> Your objective: Restate word for word the span that opens with the line containing "Expected: a single pin indicated on each instance of the wet" and closes with the final line of the data; give only those lines.

> Input records:
──────

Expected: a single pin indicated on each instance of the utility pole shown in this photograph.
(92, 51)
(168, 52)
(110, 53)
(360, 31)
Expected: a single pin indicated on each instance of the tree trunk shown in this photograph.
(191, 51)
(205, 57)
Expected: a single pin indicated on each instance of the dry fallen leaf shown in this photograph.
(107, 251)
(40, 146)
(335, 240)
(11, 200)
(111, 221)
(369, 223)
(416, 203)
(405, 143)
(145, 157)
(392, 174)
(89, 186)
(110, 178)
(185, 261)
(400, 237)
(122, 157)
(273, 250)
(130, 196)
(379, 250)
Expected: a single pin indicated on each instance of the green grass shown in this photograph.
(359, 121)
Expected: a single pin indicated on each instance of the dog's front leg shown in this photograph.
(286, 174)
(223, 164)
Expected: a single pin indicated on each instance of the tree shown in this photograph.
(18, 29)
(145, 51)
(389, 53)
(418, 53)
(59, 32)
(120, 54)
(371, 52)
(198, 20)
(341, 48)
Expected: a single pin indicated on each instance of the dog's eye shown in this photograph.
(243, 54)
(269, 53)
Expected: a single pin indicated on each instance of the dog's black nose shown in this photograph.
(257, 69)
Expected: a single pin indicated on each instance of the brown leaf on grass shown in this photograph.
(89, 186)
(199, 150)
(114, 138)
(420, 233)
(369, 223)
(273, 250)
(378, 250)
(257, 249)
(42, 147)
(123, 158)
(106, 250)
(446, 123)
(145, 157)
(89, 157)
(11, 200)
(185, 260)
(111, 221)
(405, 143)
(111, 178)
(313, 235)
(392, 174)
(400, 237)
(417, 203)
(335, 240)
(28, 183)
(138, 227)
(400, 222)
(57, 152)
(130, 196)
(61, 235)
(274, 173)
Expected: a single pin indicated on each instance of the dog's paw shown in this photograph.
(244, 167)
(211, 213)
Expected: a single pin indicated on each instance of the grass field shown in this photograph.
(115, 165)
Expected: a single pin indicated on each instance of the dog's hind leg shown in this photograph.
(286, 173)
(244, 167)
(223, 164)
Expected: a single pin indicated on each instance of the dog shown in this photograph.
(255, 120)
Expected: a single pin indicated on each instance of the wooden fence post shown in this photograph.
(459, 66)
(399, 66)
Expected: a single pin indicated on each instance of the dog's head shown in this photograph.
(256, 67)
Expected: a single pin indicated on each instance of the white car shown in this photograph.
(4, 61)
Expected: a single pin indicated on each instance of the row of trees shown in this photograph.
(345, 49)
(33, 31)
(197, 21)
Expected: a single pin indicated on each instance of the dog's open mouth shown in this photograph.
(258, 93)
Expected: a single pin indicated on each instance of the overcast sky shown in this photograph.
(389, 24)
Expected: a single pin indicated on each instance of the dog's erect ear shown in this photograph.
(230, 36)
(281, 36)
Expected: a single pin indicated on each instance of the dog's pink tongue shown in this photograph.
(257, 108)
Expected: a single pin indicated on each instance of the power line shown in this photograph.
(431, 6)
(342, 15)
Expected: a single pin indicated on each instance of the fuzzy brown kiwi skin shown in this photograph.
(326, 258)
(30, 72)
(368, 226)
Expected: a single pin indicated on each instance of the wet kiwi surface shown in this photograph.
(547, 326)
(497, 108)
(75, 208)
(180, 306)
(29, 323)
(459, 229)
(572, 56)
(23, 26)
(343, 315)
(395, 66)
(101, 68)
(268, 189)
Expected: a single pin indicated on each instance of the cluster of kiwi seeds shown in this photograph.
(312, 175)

──────

> Worked solution:
Expected: a single pin indicated on each instance of the wet kiwi surface shown in this photograph.
(547, 326)
(497, 108)
(75, 208)
(180, 306)
(29, 323)
(459, 229)
(572, 56)
(23, 26)
(343, 315)
(395, 66)
(101, 68)
(268, 189)
Expected: a single pin indicated on each instance of the cluster of kiwi seeds shown in this photograph.
(312, 175)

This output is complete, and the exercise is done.